[What you should do] Lines with "blue": please show every one of them from the listing below.

[Study material — start]

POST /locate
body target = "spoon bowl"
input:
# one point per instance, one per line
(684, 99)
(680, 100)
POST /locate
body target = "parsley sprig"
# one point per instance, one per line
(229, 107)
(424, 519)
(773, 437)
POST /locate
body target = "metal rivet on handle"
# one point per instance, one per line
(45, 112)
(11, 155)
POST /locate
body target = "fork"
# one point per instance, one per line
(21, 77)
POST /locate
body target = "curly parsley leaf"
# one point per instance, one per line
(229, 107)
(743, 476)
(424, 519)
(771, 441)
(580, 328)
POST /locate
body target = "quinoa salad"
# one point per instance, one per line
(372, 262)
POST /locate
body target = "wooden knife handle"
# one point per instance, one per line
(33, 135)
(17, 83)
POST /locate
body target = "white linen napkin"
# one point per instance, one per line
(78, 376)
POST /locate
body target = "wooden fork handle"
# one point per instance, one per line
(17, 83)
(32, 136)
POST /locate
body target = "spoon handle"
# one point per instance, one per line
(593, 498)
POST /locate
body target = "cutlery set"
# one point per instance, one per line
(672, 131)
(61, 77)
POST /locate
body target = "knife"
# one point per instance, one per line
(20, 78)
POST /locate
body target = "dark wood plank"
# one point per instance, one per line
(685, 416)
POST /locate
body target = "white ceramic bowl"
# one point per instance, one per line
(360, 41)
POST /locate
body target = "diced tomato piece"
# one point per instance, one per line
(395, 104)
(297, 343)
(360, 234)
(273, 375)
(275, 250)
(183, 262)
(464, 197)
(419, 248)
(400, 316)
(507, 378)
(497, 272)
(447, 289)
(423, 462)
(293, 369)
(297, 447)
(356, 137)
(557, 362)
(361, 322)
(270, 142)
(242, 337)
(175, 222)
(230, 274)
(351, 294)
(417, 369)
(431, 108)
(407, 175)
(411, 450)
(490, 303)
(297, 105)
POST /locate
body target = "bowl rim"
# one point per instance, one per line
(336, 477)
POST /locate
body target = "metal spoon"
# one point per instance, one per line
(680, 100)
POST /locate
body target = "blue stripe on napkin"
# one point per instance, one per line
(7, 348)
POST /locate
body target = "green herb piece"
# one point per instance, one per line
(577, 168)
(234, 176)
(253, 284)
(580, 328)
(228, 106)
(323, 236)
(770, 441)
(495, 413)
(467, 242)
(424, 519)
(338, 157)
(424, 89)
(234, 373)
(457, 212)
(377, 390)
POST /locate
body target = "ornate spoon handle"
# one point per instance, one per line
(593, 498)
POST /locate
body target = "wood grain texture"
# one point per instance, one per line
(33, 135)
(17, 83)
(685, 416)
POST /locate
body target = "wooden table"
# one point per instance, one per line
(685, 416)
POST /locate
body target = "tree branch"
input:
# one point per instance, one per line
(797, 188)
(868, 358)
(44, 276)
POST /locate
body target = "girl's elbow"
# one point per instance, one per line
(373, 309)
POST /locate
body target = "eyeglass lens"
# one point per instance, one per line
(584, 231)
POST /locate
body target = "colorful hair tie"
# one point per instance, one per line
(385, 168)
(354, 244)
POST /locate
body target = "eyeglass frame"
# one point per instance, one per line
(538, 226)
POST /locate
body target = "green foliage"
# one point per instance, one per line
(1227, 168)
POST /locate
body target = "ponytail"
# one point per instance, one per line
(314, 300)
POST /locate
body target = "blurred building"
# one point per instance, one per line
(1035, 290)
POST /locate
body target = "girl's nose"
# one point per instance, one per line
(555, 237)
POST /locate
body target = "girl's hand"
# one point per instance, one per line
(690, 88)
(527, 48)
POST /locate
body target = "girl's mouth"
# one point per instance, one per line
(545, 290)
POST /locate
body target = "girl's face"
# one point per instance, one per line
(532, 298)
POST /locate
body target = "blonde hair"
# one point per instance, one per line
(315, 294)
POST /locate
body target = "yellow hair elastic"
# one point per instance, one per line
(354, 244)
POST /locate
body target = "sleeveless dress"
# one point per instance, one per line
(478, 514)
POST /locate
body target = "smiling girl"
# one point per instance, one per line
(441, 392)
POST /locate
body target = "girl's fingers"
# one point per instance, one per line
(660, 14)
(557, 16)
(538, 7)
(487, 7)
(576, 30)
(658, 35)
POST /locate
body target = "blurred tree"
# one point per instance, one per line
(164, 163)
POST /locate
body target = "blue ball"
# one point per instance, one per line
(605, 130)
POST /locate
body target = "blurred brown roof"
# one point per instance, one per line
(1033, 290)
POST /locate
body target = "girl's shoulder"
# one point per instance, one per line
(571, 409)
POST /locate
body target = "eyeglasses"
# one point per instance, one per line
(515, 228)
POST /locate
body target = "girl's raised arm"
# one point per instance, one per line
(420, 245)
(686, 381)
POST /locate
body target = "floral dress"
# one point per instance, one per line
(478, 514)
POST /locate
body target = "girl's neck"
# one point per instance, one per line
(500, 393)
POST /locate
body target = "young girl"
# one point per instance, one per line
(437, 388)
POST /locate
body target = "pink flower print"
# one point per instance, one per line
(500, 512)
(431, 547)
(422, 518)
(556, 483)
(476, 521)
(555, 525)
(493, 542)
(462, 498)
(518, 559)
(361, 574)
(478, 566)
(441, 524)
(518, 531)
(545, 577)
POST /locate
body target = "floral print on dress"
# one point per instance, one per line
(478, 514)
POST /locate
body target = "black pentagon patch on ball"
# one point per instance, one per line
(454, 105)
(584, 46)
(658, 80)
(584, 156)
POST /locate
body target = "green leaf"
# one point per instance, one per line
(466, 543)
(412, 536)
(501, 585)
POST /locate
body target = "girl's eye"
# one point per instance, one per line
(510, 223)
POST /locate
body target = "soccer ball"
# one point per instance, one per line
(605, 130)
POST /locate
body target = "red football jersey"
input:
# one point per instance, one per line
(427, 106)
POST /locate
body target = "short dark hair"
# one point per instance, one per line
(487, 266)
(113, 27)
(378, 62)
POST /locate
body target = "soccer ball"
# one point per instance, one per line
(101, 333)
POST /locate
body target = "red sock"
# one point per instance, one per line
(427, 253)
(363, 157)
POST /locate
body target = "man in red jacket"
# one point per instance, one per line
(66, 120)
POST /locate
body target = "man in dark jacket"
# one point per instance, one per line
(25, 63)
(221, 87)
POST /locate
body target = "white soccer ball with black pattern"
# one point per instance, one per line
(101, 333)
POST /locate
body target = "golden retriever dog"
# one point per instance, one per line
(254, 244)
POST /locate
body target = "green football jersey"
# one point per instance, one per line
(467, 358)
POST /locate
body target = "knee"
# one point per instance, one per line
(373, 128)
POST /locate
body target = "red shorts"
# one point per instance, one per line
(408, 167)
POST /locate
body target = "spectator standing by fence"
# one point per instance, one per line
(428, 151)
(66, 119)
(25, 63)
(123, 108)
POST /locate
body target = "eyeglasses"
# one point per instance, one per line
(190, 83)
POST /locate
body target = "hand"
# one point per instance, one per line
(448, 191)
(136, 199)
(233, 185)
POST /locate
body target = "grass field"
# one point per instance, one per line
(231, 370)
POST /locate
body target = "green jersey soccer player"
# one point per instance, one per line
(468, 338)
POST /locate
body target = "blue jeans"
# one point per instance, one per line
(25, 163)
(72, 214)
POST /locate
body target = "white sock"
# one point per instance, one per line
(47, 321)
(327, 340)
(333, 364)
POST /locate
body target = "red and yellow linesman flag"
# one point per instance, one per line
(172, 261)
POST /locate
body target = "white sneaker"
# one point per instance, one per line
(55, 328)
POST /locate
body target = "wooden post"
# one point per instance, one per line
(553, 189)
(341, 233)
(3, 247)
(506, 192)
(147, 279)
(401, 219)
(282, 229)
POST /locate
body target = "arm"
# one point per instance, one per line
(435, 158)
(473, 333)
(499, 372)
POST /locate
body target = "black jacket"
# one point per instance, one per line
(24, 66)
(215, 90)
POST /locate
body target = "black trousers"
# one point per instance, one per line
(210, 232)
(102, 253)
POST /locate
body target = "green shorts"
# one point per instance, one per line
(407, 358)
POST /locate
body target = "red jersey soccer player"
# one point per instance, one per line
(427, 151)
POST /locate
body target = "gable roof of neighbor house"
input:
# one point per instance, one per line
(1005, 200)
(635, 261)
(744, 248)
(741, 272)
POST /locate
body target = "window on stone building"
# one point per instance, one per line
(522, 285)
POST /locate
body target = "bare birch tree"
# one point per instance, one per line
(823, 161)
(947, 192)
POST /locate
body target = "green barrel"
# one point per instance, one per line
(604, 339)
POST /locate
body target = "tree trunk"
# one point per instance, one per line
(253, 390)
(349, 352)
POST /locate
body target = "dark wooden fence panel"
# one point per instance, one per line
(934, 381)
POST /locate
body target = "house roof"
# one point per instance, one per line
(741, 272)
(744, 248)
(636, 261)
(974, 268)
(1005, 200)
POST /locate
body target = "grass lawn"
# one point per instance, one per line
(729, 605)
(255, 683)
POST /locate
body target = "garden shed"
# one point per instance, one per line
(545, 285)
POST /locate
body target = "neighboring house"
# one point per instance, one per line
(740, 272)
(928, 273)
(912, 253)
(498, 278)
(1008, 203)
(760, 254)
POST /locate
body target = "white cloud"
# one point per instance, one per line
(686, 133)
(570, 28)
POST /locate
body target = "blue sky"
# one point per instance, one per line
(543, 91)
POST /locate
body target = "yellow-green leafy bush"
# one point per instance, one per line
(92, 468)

[Study material — finish]

[Your response]
body target = "blue stripe on napkin"
body target = "blue ball"
body target = "blue jeans"
body target = "blue sky"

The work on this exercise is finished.